• Provided text:
The app has no instrumentation yet so there is no trace information to display:

> dotnet run
Example work done

Best practices

Only app developers need to reference an optional third-party library for collecting the distributed trace telemetry, such as OpenTelemetry in this example. .NET library authors can exclusively rely on APIs in System.Diagnostics.DiagnosticSource, which is part of .NET runtime. This ensures that libraries will run in a wide range of .NET apps, regardless of the app developer's preferences about which library or vendor to use for collecting telemetry.

Add basic instrumentation

Applications and libraries add distributed tracing instrumentation using the System.Diagnostics.ActivitySource and System.Diagnostics.Activity classes.

ActivitySource

First create an instance of ActivitySource. ActivitySource provides APIs to create and start Activity objects. Add the static ActivitySource variable above Main() and using System.Diagnostics; to the using statements.

using OpenTelemetry;
using OpenTelemetry.Resources;
using OpenTelemetry.Trace;
using System;
using System.Diagnostics;
using System.Threading.Tasks;

namespace Sample.DistributedTracing
{
    class Program
    {
        private static ActivitySource source = new ActivitySource("Sample.DistributedTracing", "1.0.0");

        static async Task Main(string[] args)
        {
            ...

Best practices

  • Create the ActivitySource once, store it in a static variable and use that instance as long as needed. Each library or library subcomponent can (and often should) create its own source. Consider creating a new source rather than reusing an existing one if you anticipate app developers would appreciate being able to enable and disable the Activity telemetry in the sources independently.

  • The source name passed to the constructor has to be unique to avoid the conflicts with any other sources. If there are multiple sources within the same assembly, use a hierarchical name that contains the assembly name and optionally a component name, for example, Microsoft.AspNetCore.Hosting. If an assembly is adding instrumentation for code in a second, independent assembly, the name should be based on the assembly that defines the ActivitySource, not the assembly whose code is being instrumented.

  • The version parameter is optional. We recommend that you provide the version in case you release multiple versions of the library and make changes to the instrumented telemetry.

• Excerpted data:

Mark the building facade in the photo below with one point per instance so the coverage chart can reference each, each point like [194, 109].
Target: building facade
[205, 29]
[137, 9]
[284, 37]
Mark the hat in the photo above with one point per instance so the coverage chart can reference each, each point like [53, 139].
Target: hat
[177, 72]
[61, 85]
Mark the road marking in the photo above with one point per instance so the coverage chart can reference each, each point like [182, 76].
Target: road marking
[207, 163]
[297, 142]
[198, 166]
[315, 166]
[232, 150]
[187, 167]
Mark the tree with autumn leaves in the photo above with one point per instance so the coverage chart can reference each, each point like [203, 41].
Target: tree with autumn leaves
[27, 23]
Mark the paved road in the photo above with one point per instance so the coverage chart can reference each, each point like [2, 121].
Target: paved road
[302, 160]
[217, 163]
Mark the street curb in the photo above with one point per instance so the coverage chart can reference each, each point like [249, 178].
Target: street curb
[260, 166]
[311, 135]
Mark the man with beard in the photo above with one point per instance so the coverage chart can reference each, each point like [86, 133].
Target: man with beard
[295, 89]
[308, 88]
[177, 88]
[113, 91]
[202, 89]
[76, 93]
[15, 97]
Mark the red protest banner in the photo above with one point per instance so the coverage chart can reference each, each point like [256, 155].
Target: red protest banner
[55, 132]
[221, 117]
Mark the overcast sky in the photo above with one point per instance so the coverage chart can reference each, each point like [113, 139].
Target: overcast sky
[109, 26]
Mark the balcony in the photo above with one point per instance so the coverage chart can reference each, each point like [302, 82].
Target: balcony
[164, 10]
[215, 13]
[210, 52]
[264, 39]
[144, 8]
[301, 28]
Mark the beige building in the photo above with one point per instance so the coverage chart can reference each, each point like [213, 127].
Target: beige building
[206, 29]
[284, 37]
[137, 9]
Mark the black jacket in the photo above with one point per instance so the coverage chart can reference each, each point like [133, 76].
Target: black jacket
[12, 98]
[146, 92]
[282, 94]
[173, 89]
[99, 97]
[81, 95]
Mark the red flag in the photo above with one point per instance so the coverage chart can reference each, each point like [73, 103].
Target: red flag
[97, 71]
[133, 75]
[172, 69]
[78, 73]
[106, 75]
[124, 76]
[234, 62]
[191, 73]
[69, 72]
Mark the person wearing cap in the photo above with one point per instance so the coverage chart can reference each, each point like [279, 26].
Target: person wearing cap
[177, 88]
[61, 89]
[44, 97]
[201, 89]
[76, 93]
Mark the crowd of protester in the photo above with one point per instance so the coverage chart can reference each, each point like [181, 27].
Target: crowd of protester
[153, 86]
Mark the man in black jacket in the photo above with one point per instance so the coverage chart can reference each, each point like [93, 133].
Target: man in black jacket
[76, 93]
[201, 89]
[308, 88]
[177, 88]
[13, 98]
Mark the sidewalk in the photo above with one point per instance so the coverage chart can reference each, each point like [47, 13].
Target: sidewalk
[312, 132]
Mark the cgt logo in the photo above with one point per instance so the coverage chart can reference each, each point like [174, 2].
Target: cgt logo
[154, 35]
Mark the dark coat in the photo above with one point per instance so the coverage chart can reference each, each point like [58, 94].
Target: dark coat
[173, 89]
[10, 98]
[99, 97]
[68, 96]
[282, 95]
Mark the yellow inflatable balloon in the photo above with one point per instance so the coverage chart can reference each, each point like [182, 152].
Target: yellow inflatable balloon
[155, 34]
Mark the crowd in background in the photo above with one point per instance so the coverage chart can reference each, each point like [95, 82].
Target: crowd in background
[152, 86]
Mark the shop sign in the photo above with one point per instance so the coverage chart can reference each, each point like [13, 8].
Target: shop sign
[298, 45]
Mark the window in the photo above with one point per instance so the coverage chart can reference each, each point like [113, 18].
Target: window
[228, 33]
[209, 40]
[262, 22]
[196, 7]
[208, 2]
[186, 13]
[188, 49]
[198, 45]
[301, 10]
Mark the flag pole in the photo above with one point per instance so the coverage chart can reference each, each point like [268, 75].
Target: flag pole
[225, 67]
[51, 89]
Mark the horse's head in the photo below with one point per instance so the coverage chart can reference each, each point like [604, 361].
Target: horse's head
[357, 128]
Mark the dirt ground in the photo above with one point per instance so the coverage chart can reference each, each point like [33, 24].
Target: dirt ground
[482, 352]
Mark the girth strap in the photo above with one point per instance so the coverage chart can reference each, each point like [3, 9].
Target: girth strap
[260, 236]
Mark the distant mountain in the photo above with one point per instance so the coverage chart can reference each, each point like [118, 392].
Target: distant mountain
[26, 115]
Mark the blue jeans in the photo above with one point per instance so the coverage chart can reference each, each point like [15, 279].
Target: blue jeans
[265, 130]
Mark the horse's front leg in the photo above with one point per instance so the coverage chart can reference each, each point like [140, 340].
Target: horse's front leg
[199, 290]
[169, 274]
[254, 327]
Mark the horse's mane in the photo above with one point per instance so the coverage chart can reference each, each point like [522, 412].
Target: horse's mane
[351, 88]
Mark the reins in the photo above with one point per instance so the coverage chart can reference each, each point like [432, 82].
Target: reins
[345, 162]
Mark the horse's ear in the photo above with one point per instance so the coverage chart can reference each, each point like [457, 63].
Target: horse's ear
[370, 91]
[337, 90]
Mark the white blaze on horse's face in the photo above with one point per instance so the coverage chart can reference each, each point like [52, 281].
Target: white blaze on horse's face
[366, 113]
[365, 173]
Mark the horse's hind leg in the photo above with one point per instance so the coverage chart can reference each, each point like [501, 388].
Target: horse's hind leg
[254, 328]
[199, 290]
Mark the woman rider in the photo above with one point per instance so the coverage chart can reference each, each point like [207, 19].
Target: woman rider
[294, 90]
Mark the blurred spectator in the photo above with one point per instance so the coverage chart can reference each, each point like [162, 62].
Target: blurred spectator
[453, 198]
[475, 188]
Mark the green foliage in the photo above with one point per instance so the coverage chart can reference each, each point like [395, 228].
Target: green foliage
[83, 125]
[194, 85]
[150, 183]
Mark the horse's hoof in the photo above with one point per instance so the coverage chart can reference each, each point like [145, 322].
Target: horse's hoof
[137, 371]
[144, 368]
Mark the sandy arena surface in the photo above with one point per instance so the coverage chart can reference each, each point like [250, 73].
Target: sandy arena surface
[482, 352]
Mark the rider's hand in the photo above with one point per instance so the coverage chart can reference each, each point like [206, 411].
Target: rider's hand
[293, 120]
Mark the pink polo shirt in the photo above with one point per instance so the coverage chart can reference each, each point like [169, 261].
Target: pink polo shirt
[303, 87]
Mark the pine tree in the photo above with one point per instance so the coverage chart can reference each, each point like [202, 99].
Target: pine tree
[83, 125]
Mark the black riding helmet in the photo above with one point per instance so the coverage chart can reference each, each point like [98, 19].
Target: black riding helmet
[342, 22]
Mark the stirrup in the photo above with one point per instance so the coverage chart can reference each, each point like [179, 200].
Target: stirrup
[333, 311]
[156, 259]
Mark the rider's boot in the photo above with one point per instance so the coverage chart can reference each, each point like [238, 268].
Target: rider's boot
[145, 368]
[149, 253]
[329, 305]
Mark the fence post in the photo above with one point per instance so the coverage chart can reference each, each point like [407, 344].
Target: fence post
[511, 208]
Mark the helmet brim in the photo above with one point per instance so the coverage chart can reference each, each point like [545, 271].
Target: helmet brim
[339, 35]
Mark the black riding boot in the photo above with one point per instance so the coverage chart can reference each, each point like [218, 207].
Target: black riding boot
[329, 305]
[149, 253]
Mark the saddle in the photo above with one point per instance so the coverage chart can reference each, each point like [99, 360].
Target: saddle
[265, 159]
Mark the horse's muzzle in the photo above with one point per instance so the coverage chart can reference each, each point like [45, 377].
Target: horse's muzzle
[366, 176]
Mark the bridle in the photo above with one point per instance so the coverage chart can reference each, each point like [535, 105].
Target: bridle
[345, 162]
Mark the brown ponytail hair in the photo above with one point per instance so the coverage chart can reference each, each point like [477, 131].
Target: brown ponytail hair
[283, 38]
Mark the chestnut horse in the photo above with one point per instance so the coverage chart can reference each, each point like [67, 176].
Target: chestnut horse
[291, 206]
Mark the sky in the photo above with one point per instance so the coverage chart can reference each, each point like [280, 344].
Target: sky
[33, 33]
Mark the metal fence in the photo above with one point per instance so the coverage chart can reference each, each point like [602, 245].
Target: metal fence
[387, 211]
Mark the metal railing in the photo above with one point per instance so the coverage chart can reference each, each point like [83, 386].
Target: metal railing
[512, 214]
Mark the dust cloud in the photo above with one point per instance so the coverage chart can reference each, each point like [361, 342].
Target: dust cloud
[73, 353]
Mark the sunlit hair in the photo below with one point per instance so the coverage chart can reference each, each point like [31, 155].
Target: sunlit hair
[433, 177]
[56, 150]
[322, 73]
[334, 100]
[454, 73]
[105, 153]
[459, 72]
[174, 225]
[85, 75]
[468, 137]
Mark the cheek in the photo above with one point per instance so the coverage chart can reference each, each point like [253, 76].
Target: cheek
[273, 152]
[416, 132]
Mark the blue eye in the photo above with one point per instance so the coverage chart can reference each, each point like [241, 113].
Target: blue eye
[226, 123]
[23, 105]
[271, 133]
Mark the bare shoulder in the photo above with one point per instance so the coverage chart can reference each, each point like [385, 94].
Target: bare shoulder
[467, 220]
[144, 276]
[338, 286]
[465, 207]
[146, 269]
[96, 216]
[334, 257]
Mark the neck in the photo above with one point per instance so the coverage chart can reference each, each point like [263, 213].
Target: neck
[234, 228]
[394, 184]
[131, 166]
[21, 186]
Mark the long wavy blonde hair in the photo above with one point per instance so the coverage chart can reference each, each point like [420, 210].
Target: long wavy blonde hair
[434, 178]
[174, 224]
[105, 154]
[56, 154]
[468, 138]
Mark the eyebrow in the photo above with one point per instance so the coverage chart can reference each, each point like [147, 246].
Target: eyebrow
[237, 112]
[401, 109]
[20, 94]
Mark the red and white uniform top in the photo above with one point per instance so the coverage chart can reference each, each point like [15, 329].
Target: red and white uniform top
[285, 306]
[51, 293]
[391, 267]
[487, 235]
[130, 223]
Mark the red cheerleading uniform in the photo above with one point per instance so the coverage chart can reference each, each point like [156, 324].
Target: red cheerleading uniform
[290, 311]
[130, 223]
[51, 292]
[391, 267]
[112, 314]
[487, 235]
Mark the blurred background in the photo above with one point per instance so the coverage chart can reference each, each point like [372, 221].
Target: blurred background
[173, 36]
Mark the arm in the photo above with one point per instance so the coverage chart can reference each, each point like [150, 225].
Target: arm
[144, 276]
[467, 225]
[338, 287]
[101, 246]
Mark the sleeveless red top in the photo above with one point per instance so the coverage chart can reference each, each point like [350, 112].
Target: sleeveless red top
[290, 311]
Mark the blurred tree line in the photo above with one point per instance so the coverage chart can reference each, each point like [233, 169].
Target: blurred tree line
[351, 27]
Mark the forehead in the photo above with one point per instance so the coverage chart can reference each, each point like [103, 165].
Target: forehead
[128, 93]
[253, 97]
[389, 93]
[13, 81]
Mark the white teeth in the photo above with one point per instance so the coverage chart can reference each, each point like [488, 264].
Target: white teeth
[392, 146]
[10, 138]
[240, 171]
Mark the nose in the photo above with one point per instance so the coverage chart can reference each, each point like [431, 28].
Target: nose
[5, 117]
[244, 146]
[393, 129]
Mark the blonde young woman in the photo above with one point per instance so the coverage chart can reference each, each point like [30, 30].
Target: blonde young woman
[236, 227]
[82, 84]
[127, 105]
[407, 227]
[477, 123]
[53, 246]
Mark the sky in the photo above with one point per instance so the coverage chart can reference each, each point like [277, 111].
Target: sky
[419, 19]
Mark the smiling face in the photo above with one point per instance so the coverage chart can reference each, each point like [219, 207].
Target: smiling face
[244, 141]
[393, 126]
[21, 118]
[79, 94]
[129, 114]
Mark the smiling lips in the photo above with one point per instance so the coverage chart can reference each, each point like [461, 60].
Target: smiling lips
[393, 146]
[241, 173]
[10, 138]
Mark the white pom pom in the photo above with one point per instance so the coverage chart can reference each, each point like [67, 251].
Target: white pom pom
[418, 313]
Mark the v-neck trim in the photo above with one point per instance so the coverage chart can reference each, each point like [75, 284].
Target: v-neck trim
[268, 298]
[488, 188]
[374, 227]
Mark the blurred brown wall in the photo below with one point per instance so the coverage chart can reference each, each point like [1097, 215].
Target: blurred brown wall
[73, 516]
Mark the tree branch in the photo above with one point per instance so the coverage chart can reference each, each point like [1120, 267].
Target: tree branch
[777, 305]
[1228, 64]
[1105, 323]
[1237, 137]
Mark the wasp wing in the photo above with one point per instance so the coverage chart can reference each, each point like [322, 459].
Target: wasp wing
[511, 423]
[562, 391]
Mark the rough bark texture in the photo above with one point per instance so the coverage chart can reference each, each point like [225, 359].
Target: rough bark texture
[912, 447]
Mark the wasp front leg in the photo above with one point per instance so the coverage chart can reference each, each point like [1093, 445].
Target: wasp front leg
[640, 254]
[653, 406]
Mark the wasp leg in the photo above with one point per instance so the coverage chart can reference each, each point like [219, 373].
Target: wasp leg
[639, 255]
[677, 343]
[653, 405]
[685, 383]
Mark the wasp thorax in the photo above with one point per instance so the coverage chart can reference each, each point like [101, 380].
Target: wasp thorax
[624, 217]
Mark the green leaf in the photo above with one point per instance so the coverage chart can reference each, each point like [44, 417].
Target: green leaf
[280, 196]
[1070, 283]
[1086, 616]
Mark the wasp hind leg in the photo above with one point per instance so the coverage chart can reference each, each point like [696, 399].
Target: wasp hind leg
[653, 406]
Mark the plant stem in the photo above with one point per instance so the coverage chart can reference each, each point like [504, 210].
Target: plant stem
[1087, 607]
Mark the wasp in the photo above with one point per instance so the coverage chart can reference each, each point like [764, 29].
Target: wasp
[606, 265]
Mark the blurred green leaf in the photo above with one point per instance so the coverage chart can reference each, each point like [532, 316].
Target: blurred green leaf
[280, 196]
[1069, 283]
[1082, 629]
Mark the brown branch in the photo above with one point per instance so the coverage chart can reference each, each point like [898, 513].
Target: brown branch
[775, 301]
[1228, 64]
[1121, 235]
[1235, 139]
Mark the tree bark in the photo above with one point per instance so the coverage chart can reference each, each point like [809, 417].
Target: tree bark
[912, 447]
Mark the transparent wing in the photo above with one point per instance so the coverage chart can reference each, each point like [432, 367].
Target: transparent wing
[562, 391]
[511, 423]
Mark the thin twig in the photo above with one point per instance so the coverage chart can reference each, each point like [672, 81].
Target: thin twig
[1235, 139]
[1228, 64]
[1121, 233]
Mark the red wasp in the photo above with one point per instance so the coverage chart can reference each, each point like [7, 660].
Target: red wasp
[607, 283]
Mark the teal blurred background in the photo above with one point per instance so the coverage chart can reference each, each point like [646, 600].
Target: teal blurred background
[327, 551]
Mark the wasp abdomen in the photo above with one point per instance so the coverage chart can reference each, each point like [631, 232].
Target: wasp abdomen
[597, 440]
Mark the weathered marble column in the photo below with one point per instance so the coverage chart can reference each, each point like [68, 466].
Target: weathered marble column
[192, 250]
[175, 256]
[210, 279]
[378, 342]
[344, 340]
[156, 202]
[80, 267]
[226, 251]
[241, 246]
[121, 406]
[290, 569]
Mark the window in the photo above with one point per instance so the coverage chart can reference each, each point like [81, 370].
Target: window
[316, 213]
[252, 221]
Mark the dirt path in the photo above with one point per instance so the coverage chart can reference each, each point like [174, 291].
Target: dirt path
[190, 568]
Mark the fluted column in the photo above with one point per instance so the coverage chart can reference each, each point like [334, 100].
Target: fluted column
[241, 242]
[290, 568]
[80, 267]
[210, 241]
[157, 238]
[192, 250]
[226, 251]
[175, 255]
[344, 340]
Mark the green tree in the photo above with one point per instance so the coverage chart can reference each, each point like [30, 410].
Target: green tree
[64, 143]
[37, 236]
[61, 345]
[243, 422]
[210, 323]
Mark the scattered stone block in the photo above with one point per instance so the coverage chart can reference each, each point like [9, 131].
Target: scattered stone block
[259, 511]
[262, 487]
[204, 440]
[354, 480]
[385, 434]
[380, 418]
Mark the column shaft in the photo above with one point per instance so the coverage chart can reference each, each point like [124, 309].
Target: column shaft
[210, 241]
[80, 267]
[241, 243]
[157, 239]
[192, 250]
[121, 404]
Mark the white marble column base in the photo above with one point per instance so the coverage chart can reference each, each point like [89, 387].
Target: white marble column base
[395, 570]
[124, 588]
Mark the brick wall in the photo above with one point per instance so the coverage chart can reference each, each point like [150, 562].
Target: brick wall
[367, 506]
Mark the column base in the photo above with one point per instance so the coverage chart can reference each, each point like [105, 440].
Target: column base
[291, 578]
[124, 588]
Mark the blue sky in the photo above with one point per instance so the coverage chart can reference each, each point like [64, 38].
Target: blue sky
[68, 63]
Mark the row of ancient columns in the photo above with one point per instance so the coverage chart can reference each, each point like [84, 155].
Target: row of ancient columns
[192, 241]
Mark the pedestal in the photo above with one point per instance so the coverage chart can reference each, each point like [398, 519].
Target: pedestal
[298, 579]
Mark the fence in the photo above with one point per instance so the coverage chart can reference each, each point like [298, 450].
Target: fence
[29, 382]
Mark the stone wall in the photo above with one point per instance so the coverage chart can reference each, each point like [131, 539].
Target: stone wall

• Explore the material:
**1)** Answer these questions from the distributed tracing text.
(a) Which API set can .NET library authors rely on exclusively?
(b) What line does the app print when it is run before any instrumentation is added?
(c) Which parameter is described as optional?
**2)** Return the passage from the distributed tracing text starting with "namespace Sample.DistributedTracing" and going on through "the sources independently.".
**3)** Write the next part of the distributed tracing text, beginning after its final sentence.

• Answers for the tasks:
**1)**
(a) The APIs in System.Diagnostics.DiagnosticSource.
(b) Example work done
(c) The version parameter.

**2)**
namespace Sample.DistributedTracing
{
    class Program
    {
        private static ActivitySource source = new ActivitySource("Sample.DistributedTracing", "1.0.0");

        static async Task Main(string[] args)
        {
            ...

Best practices

  • Create the ActivitySource once, store it in a static variable and use that instance as long as needed. Each library or library subcomponent can (and often should) create its own source. Consider creating a new source rather than reusing an existing one if you anticipate app developers would appreciate being able to enable and disable the Activity telemetry in the sources independently.

**3)**
Note

OpenTelemetry uses alternate terms 'Tracer' and 'Span'. In .NET 'ActivitySource' is the implementation of Tracer and Activity is the implementation of 'Span'. .NET's Activity type long pre-dates the OpenTelemetry specification and the original .NET naming has been preserved for consistency within the .NET ecosystem and .NET application compatibility.

Activity

Use the ActivitySource object to Start and Stop Activity objects around meaningful units of work. Update DoSomeWork() with the code shown here:

        static async Task DoSomeWork(string foo, int bar)
        {
            using (Activity activity = source.StartActivity("SomeWork"))
            {
                await StepOne();
                await StepTwo();
            }
        }

Running the app now shows the new Activity being logged:

> dotnet run
Activity.Id:          00-f443e487a4998c41a6fd6fe88bae644e-5b7253de08ed474f-01
Activity.DisplayName: SomeWork
Activity.Kind:        Internal
Activity.StartTime:   2021-03-18T10:36:51.4720202Z
Activity.Duration:    00:00:01.5025842
Resource associated with Activity:
    service.name: MySample
    service.instance.id: 067f4bb5-a5a8-4898-a288-dec569d6dbef

Notes

  • ActivitySource.StartActivity creates and starts the activity at the same time. The listed code pattern is using the using block, which automatically disposes the created Activity object after executing the block. Disposing the Activity object will stop it so the code doesn't need to explicitly call Activity.Stop(). That simplifies the coding pattern.

  • ActivitySource.StartActivity internally determines if there are any listeners recording the Activity. If there are no registered listeners or there are listeners that are not interested, StartActivity() will return null and avoid creating the Activity object. This is a performance optimization so that the code pattern can still be used in functions that are called frequently.

Optional: Populate tags

Activities support key-value data called Tags, commonly used to store any parameters of the work that may be useful for diagnostics. Update DoSomeWork() to include them:

        static async Task DoSomeWork(string foo, int bar)
        {
            using (Activity activity = source.StartActivity("SomeWork"))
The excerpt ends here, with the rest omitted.